-- START OF MATERIAL SHOWN --

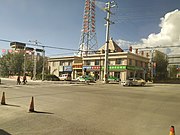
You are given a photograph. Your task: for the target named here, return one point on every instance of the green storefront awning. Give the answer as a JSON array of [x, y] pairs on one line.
[[121, 68]]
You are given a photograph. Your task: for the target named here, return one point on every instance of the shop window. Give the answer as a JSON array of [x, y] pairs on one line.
[[130, 61], [88, 62], [53, 63], [60, 63], [118, 61], [136, 63], [96, 62]]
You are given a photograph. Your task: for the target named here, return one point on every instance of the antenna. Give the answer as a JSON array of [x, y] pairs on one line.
[[88, 39]]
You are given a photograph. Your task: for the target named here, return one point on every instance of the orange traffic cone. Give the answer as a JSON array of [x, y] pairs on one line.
[[31, 108], [3, 102], [172, 131]]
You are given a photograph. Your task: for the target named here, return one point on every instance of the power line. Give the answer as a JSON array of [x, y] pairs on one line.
[[41, 45]]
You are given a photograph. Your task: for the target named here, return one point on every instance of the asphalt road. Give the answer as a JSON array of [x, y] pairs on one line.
[[95, 109]]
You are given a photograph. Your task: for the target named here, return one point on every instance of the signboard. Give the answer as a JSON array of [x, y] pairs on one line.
[[116, 67], [61, 68], [68, 68]]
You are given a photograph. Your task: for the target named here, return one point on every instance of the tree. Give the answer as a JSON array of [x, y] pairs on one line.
[[161, 63], [13, 64]]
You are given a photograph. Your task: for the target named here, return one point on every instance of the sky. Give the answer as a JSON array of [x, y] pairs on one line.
[[58, 23]]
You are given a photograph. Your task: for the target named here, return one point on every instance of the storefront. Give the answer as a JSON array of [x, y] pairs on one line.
[[77, 70]]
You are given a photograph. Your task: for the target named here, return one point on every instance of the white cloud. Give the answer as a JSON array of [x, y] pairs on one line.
[[169, 34]]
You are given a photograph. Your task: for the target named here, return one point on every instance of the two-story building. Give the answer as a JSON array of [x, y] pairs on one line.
[[121, 64]]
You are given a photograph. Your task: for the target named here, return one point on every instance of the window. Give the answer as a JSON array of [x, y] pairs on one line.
[[118, 61], [136, 63], [96, 62], [53, 63], [130, 62], [69, 63], [88, 62]]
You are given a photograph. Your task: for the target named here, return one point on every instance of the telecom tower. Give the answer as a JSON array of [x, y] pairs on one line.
[[88, 40]]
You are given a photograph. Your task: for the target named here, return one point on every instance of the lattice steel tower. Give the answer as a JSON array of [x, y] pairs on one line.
[[88, 40]]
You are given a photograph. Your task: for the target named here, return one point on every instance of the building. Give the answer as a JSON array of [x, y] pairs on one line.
[[174, 60], [62, 65], [121, 64]]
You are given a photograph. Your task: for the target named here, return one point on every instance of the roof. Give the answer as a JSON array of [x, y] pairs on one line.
[[113, 47]]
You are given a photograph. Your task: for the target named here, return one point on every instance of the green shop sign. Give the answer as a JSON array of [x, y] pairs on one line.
[[120, 68]]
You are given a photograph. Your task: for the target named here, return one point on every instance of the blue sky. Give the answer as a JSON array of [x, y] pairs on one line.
[[59, 22]]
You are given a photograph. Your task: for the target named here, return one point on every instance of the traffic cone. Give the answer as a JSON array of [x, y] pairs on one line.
[[172, 131], [3, 102], [31, 108]]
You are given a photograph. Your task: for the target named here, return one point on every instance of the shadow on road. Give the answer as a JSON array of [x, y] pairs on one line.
[[2, 132], [12, 106]]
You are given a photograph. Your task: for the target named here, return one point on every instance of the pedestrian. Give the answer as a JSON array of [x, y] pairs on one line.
[[24, 79], [18, 80]]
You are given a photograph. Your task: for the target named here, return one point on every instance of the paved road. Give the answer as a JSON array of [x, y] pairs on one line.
[[95, 109]]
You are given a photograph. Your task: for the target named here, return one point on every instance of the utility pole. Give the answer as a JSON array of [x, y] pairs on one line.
[[24, 60], [108, 22], [43, 53], [35, 61]]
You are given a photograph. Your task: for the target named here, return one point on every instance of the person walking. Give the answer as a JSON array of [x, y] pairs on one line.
[[18, 80]]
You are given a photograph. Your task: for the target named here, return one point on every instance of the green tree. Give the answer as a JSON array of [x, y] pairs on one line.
[[13, 64]]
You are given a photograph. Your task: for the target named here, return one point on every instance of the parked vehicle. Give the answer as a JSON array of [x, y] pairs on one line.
[[86, 78], [65, 77], [134, 82]]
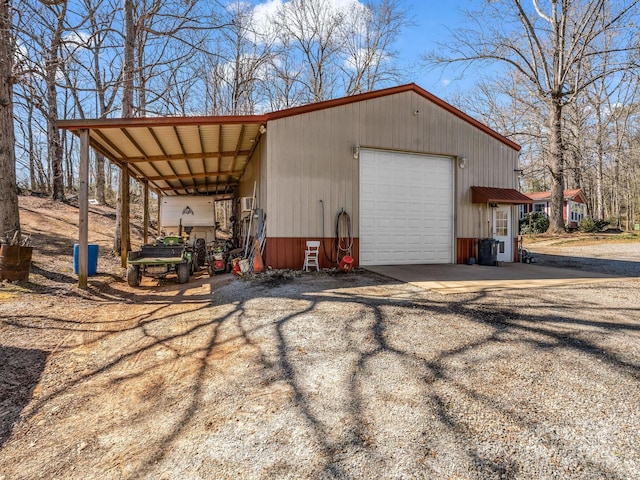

-- END OF MATERIAL SHOWN --

● **EXERCISE OBJECTIVE**
Can you reproduce all of the records above word for word, leaving the pictures out?

● **SOLUTION FOR THIS TASK**
You are given a photograph. Your task: for the target named here, return one point on every instance of the green storefront awning. Give the answer as a JSON array of [x, y] pairs on one line.
[[121, 68]]
You are given a photograph. Your task: for the target named here, return one point on every instance of the shop window. Give the answer as a JSON array of [x, y] pairs on one line.
[[130, 61], [88, 62], [53, 63], [60, 63], [118, 61], [136, 63], [96, 62]]
You are given a photograph. Your task: for the target named here, return one point on every instance of the antenna. Give the answer as a JSON array of [x, y] pairs on one line.
[[88, 39]]
You are given a photograph. Your task: for the target named here, return one point on every instance of the orange traffic cone. Give the answer as a JSON array of [x, y] pairs on one line.
[[31, 108], [3, 102], [172, 131]]
You are given a photograph. Your task: for the target named here, return one point on every instance of the power line. Give the answer as a JSON array of [x, y] pairs on one line.
[[41, 45]]
You are given a photograph. Your task: for the target named here, return one point on every instance of the asphalt road. Give the answer as a JSON array of [x, y] pairs on one line.
[[95, 109]]
You are given a photograph. Your task: for the target named here, return one point on every instance of the signboard. Give the answer as a JSON array of [x, y] pairs on one line.
[[116, 67], [61, 68], [68, 68]]
You are given a photograph. Your task: for the target named here, return one point on every instance of the tree. Give the answer as a JSON array of [x, y] pairs on one line.
[[161, 63], [13, 64]]
You are given a photograph. Your task: for the target named here, return one point on every instance of the sky. Give the answer as a JSON array of [x, y] pairs on one line.
[[58, 23]]
You are given a photograph. Your task: for the target named here, return one point on every instance of the storefront. Give the answer as a JSON array of [x, y] pairs on one line.
[[77, 70]]
You are given a photograph. Your task: for the target named here, return one point on every instance of the white cloud. Give the answer as a JSON array of [x, y] pairs on one line.
[[169, 34]]
You are given a photograph. Your task: for the target named here, return one point on every instance of the two-story building. Give the answer as a JSON array of [x, y] pairs on one line.
[[121, 64]]
You are given a photograph. Your task: for the target named here, return one point on every instance of the window. Give the answer as a JSON array of [x, y] pairs on one line.
[[118, 61], [136, 63], [96, 62], [53, 63], [130, 62], [69, 63], [88, 62]]
You are given a photograph. Your task: for the target named here, return one point on every instance of the telecom tower. Give the answer as a JSON array of [x, y] pairs on one line.
[[88, 40]]
You are given a photograph. Your task: for the target named here, return one point on every instance of the lattice steel tower. Give the answer as a JSON array of [x, y] pairs on one line.
[[88, 40]]
You are given a photograph. Your task: for the target named here, return one point on every instance of the building. Give the answer as a JSON array of [x, y] pairs on one line.
[[174, 60], [62, 65], [121, 64]]
You are given a photograph. Your task: for the target named here, return one point on every instance of the roof. Give the answer as a JSON array of [x, y] pairs on one line.
[[113, 47]]
You are given a photograph. Your task: for the target named here, return one point on every instance of the green shop sign. Give the answer as a JSON array of [x, y] pairs on one line.
[[120, 68]]
You are given a photograph. Your task: for the target named here, return one point on every instance of the blue sky. Give the answer as a JSON array of [x, y] pairs on one line.
[[59, 22]]
You are given a photograph. Your task: for the target named here, return one point on every instance of the traffic cone. Give the answer as a JSON array of [x, y] pairs on one line.
[[172, 131], [3, 102], [31, 108]]
You are given a photograph. Your task: for the target named here, return one point on every instance of the shadow on road. Give the answer as a JSON array of [x, y] pairs on one line.
[[2, 132], [12, 106]]
You are given a photograph. Your task: for the target named here, return one point on every instance of the pedestrian. Give the answer as a JSON array of [x, y] pairs on one line.
[[24, 79], [18, 80]]
You are given a photograph. Your task: for the target named here, return one point on every instance of the paved road. Give the answer as a JSON array of [x, y] pairs on one line.
[[95, 109]]
You are given a photograph. Your task: for the target named here, return one point on every instance of the utility pole. Give the answer as a JSON array of [x, y] pairs on one line.
[[24, 60], [108, 22], [43, 53], [35, 61]]
You are given a photograph. Your task: for the target named here, return one point on every instance of the person walking. Give the answer as a JSON array of [x, y] pairs on one line.
[[18, 80]]
You are given a photograph. Your task: for the target named here, return one point on every instance of the green tree. Give the answer as a JSON array of [x, y] pairs on one line.
[[13, 64]]
You are given a photograph. Your task: for the target named here, return one point on every instance of the parked vehicle. Give the answer as a JSON array of [x, y] pairs on one line.
[[86, 78], [65, 77], [134, 82]]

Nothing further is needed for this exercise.